» EXTRAIT DU TEXTE:
######

Une tache de honte sur le drapeau français

Élection présidentielle française



Nicolas Sarkozy et son gouvernement ont ouvert une campagne de désignation de boucs-émissaires à l’intérieur de la société française. Ils ont d’abord organisé un débat sur l’identité nationale de manière à remettre en question le principe fondateur de la République française selon lequel les origines individuelles et les convictions personnelles s’effacent devant le contrat social. Plus récemment, dans un discours, prononcé à Grenoble le 30 juillet 2010, M. Sarkozy a stigmatisé les Roms et évoqué une discrimination juridique entre les Français les plus anciens et les plus récents, lesquels pourraient être déchus de leur nationalité en cas de condamnation pénale grave. Pour l’ancien Premier ministre Dominique de Villepin, il s’agit là d’une faute morale qui entache l’honneur du pays et porte atteinte à l’essence de la Nation française.

######

» LISTE DES EXERCICES:
1. Recopiez le passage du texte sur la politique de Nicolas Sarkozy qui commence aux mots « Élection présidentielle française » et s'arrête après les mots « la Nation française. ».
2. Poursuivez le texte sur la politique de Nicolas Sarkozy en rédigeant ce qui vient après sa dernière phrase.

######

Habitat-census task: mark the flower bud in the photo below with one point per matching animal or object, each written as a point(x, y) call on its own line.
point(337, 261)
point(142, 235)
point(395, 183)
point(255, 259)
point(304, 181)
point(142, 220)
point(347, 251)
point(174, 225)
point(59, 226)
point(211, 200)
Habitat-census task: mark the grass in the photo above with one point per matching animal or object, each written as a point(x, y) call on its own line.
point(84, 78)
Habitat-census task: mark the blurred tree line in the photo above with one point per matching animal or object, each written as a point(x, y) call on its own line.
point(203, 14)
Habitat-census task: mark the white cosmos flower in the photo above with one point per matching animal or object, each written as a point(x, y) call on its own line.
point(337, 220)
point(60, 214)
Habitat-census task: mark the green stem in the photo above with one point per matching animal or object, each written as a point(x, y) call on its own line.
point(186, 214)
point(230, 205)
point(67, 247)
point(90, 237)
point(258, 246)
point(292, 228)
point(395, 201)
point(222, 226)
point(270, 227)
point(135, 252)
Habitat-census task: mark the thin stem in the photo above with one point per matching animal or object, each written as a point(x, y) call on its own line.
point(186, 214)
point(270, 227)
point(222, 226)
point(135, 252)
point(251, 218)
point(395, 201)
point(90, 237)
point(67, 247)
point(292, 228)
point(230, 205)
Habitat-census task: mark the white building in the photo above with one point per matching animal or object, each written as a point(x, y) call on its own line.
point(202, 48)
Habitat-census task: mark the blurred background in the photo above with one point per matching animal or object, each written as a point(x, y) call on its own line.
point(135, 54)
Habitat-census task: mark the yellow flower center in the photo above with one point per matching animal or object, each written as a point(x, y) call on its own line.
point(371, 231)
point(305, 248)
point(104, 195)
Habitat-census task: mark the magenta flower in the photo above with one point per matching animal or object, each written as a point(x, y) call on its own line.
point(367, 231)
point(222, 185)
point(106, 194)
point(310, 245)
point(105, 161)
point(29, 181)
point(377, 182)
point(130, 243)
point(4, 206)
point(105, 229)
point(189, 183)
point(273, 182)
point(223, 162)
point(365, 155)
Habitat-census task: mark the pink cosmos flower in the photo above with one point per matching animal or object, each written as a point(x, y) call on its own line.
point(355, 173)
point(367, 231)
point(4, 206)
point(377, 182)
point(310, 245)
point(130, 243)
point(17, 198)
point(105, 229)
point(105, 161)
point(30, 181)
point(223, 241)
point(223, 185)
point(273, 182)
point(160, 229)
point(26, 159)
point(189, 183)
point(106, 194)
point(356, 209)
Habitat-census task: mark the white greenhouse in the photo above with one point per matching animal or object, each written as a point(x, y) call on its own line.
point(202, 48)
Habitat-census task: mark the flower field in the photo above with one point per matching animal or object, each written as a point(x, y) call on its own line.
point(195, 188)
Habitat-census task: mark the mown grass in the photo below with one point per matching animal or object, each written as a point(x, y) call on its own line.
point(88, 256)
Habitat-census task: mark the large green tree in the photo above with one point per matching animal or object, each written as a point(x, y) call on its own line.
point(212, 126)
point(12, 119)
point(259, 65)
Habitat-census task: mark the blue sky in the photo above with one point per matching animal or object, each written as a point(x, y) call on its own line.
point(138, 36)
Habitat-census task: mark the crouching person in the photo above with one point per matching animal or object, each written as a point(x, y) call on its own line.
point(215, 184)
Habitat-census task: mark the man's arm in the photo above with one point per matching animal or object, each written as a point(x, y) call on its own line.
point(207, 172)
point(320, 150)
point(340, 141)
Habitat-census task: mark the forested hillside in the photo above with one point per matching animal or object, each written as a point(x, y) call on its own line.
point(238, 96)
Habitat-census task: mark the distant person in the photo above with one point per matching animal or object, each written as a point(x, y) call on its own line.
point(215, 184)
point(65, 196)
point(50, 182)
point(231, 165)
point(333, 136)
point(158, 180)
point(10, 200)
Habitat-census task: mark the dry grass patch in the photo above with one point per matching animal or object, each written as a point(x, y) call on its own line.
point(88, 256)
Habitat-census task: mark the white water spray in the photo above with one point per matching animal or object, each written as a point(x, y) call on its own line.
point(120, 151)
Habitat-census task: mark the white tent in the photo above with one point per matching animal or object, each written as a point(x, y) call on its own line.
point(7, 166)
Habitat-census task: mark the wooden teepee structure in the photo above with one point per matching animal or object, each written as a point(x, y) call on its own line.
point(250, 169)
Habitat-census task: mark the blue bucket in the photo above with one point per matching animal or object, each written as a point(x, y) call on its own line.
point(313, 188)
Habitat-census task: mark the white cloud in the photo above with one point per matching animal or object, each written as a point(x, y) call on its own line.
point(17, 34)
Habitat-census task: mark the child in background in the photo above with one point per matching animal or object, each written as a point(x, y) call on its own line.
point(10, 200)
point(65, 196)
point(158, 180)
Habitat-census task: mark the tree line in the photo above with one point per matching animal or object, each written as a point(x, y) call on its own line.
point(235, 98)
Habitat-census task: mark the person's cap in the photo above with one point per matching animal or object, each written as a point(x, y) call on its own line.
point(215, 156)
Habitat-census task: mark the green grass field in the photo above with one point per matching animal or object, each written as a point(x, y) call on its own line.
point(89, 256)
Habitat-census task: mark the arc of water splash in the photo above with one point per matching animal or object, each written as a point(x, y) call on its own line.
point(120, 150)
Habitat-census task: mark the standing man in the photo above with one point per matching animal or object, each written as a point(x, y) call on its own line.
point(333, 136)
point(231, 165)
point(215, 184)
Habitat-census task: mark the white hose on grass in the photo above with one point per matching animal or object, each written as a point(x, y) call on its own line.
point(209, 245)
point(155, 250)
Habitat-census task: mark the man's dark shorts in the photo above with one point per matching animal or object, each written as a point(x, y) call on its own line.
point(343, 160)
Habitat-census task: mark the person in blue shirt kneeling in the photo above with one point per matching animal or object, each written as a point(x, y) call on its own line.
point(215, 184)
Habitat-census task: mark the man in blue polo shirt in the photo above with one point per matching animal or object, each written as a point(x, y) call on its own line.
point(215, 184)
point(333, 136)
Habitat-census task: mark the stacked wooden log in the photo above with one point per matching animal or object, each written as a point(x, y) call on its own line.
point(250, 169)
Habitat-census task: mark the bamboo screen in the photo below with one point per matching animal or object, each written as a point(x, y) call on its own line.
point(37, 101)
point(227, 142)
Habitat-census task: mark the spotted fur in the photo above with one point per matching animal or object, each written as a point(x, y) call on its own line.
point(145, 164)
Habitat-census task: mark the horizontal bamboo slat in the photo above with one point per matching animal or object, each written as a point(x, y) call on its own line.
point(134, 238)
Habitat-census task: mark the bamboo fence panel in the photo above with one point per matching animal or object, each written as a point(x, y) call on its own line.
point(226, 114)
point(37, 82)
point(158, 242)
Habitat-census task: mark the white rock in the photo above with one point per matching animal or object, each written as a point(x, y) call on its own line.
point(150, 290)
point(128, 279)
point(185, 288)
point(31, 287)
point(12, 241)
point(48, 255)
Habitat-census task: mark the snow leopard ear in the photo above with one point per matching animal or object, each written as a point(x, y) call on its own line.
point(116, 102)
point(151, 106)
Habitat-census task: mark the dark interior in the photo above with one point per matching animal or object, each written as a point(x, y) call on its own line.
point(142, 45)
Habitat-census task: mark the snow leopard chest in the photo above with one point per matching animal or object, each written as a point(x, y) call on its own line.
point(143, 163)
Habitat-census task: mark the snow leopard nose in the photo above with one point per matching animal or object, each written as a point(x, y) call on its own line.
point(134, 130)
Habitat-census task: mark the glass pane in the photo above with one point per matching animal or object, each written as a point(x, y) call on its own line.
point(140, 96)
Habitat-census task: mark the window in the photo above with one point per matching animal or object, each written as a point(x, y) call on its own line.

######

» RÉPONSES AUX CONSIGNES:
1.
Élection présidentielle française



Nicolas Sarkozy et son gouvernement ont ouvert une campagne de désignation de boucs-émissaires à l’intérieur de la société française. Ils ont d’abord organisé un débat sur l’identité nationale de manière à remettre en question le principe fondateur de la République française selon lequel les origines individuelles et les convictions personnelles s’effacent devant le contrat social. Plus récemment, dans un discours, prononcé à Grenoble le 30 juillet 2010, M. Sarkozy a stigmatisé les Roms et évoqué une discrimination juridique entre les Français les plus anciens et les plus récents, lesquels pourraient être déchus de leur nationalité en cas de condamnation pénale grave. Pour l’ancien Premier ministre Dominique de Villepin, il s’agit là d’une faute morale qui entache l’honneur du pays et porte atteinte à l’essence de la Nation française.

2.
Il aura suffi d’un discours à Grenoble et d’un été, d’un seul été, pour que tout bascule, de la lutte contre l’insécurité à l’indignité nationale. Je dis bien « nationale » car le président de la République nous engage tous. Et si on en doutait, il suffirait alors de lire la presse étrangère, des Etats-Unis à l’Inde en passant par les journaux européens, pour mesurer l’effarement devant le visage méconnaissable de la patrie des droits de l’homme. Il suffirait d’écouter les voix qui s’élèvent du Comité de l’ONU pour l’élimination de la discrimination raciale pour condamner la recrudescence raciste et xénophobe.
Et pourtant me direz-vous, rien n’a changé. Nous savons pertinemment, les uns et les autres, que ces projets d’élargissement de la déchéance de nationalité française ne pourraient déboucher sur rien de concret, rien d’efficace. Nous savons notre arsenal juridique suffisant, à l’instar de l’article 25 du code civil.
Nous savons surtout que de tels projets, même mis en œuvre, ne changeraient rien aux difficultés quotidiennes de nos compatriotes. C’est d’ailleurs la preuve que la surenchère sécuritaire n’a d’autre but que la provocation et la division pour assurer la conservation du pouvoir au service d’intérêts personnels. Des solutions existent pourtant.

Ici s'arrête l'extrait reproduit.